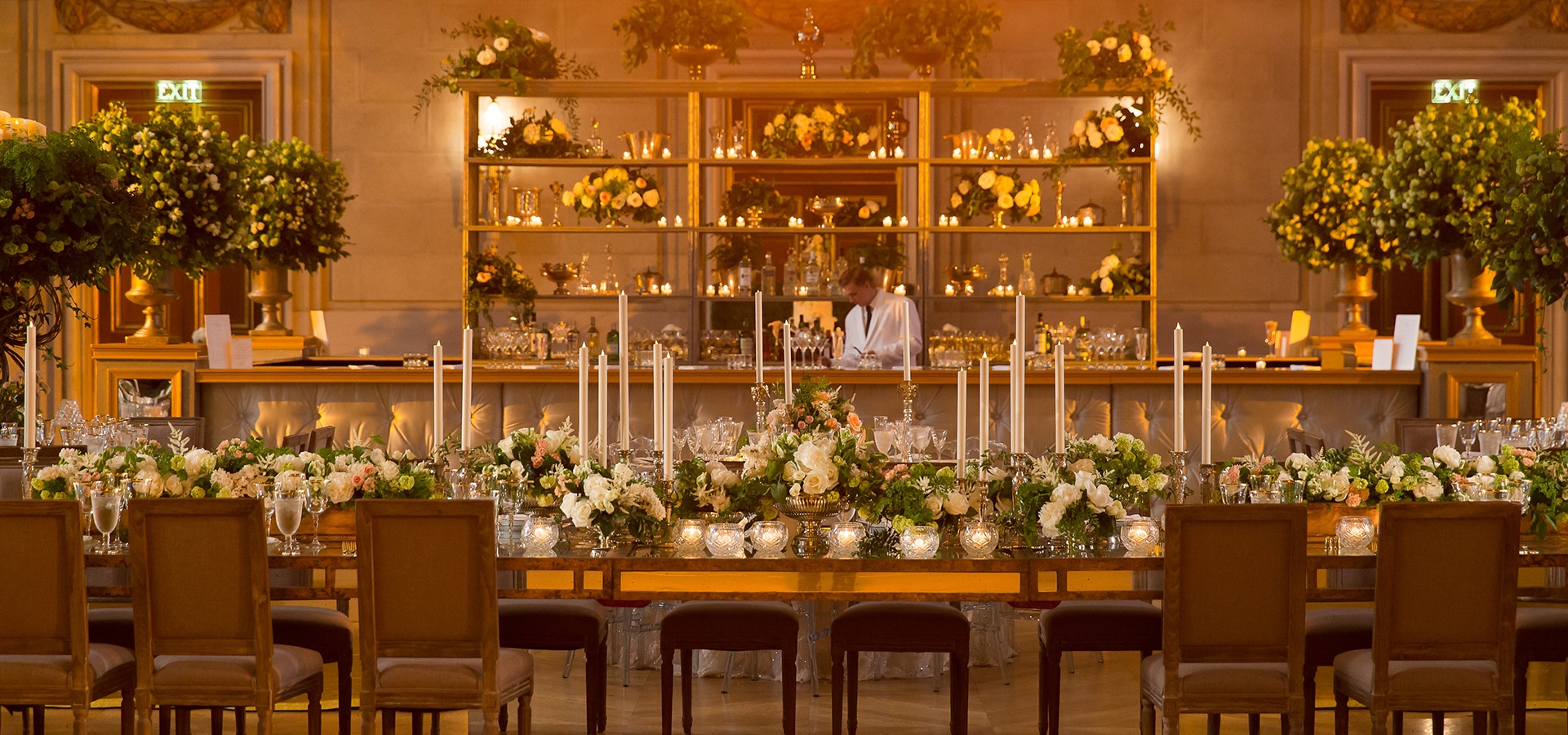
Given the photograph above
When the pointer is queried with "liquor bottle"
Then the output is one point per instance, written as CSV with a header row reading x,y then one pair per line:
x,y
771,277
744,277
789,277
1026,281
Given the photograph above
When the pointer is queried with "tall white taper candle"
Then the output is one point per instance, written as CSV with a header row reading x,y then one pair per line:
x,y
468,387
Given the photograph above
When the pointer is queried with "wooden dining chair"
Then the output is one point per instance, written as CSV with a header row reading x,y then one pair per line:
x,y
1445,618
1234,616
202,613
44,653
429,635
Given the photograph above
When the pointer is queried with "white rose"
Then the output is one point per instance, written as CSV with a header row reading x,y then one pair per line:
x,y
957,503
339,486
1050,516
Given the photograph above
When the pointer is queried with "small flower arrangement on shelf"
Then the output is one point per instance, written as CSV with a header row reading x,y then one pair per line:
x,y
919,494
815,406
1118,277
996,193
832,464
614,498
616,192
815,131
541,463
535,135
497,277
1108,478
509,52
1324,219
1126,55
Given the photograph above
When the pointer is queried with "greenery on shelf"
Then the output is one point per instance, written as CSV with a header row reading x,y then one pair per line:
x,y
1126,55
958,30
297,206
193,180
745,195
509,52
495,277
535,135
1529,237
1441,176
1324,219
660,25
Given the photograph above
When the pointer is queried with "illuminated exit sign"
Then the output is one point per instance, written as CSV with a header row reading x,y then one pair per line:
x,y
179,90
1454,90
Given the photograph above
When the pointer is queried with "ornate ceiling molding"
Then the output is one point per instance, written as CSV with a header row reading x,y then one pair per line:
x,y
173,16
1454,16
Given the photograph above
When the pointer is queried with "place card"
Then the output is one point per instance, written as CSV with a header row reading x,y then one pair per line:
x,y
1407,330
218,339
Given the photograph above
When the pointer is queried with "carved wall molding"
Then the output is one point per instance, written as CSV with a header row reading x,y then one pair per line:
x,y
1454,16
173,16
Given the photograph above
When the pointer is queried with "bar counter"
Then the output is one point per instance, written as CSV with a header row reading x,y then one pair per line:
x,y
1253,408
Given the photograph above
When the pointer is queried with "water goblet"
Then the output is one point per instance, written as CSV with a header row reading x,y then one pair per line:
x,y
105,505
316,503
289,507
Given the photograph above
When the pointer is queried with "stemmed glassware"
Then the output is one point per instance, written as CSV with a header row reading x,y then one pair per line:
x,y
316,503
289,510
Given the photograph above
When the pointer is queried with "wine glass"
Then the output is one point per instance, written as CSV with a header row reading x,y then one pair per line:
x,y
105,513
289,508
316,503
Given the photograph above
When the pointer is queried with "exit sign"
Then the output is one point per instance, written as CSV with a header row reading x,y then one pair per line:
x,y
179,90
1454,90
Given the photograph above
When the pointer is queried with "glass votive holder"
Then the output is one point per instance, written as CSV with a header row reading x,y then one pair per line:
x,y
726,541
769,538
846,538
1140,536
540,535
1355,535
979,538
691,538
919,542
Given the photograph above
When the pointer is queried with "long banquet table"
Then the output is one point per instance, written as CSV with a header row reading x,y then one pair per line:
x,y
1031,578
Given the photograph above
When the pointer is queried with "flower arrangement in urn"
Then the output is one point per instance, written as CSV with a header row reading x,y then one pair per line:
x,y
691,32
922,33
614,193
1324,219
507,52
996,193
815,131
1126,57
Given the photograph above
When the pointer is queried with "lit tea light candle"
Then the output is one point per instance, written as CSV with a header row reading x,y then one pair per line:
x,y
919,542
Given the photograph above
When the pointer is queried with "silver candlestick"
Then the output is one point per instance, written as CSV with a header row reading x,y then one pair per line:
x,y
1179,476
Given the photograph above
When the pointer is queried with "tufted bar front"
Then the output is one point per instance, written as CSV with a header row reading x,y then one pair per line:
x,y
1253,408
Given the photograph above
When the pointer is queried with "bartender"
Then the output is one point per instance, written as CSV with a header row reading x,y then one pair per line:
x,y
875,323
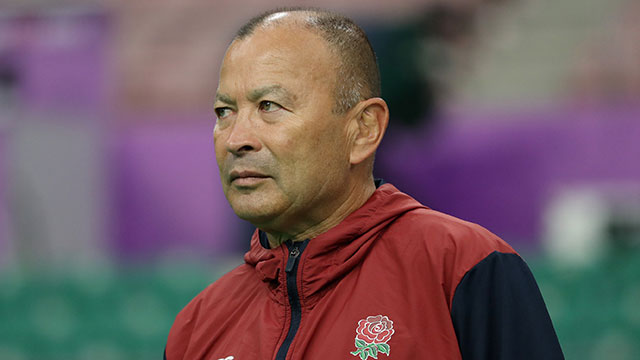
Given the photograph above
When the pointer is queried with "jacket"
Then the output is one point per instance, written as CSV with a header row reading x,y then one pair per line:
x,y
394,280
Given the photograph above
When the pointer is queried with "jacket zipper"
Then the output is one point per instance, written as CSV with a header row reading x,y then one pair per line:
x,y
291,274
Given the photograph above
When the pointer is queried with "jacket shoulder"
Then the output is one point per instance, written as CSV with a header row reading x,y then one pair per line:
x,y
212,301
447,245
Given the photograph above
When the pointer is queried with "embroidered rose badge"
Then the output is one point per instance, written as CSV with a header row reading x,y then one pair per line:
x,y
372,335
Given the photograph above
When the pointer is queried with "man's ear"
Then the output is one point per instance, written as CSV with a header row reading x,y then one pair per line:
x,y
369,122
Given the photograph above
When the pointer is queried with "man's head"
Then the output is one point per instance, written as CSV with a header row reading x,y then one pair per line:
x,y
294,141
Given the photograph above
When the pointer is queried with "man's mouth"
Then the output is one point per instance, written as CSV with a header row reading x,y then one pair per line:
x,y
246,177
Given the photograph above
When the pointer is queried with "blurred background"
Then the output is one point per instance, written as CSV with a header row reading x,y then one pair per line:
x,y
523,116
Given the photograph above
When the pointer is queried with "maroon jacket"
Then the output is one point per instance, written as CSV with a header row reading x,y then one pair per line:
x,y
394,280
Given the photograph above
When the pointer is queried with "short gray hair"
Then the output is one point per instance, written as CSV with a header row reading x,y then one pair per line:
x,y
358,76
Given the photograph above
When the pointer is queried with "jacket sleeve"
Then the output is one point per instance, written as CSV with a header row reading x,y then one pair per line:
x,y
498,313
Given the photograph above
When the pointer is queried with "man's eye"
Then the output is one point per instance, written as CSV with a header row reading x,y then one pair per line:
x,y
269,106
223,112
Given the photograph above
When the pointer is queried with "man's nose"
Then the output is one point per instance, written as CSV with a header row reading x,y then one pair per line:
x,y
242,136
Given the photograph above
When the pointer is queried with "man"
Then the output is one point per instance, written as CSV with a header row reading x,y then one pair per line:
x,y
342,267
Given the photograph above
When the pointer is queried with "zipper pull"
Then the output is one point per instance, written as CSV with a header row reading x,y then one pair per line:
x,y
293,257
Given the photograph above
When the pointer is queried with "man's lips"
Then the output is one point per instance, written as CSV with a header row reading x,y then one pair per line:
x,y
246,177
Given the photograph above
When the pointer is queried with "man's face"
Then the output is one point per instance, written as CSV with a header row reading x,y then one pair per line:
x,y
283,154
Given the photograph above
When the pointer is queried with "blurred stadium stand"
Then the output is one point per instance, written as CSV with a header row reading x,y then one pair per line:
x,y
111,213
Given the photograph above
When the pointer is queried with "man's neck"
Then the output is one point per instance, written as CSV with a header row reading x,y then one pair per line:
x,y
354,201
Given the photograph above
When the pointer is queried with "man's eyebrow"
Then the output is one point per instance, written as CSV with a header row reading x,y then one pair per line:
x,y
225,99
256,94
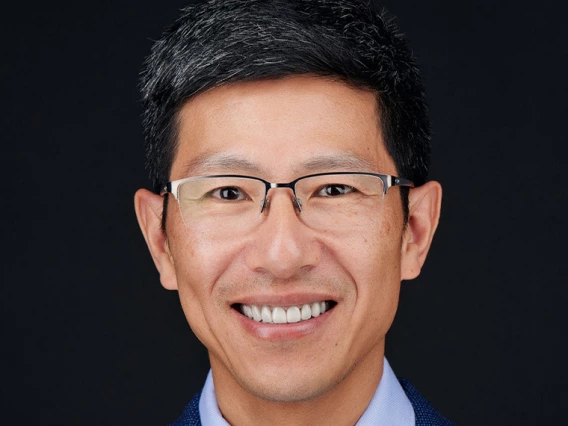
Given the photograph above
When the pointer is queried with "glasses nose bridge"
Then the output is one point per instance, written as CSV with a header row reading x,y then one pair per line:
x,y
291,185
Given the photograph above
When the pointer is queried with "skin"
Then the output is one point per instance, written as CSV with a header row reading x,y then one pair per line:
x,y
326,368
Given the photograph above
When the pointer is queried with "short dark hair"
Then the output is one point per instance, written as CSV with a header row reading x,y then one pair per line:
x,y
227,41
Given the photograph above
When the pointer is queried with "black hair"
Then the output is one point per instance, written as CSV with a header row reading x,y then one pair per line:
x,y
227,41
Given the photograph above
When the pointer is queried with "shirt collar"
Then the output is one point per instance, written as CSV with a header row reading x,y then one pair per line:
x,y
389,406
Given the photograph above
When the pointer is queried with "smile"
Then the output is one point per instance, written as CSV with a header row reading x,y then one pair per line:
x,y
285,315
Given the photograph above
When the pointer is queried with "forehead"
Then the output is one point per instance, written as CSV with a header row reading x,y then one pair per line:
x,y
280,129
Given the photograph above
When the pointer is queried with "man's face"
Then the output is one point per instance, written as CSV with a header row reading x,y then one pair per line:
x,y
281,130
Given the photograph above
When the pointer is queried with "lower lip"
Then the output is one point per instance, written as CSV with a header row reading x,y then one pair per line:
x,y
266,331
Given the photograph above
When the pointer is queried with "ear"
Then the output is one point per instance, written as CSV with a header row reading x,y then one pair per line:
x,y
424,203
149,208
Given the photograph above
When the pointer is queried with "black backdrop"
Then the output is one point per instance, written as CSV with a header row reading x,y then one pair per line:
x,y
90,337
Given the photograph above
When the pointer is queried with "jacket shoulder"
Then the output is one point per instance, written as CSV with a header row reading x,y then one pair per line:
x,y
425,414
190,414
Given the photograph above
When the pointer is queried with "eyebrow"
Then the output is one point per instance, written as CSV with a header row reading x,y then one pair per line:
x,y
208,163
231,163
349,162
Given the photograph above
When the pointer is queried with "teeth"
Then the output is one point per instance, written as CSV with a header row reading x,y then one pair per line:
x,y
279,315
316,309
266,314
293,314
306,312
256,313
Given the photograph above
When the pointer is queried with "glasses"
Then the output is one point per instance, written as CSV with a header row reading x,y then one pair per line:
x,y
234,204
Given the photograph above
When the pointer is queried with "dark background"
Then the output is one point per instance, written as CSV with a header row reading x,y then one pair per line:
x,y
90,337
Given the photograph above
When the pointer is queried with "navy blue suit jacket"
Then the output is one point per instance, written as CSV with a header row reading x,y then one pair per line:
x,y
423,411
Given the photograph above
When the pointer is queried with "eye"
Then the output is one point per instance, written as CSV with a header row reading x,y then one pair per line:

★ ★ ★

### Problem requirements:
Pull out every line of the records above that contains the word "blurred", and list those lines in the order they appear.

### Complete output:
When the pointer is queried with "blurred background"
When the pointer is queried with "blurred stadium stand"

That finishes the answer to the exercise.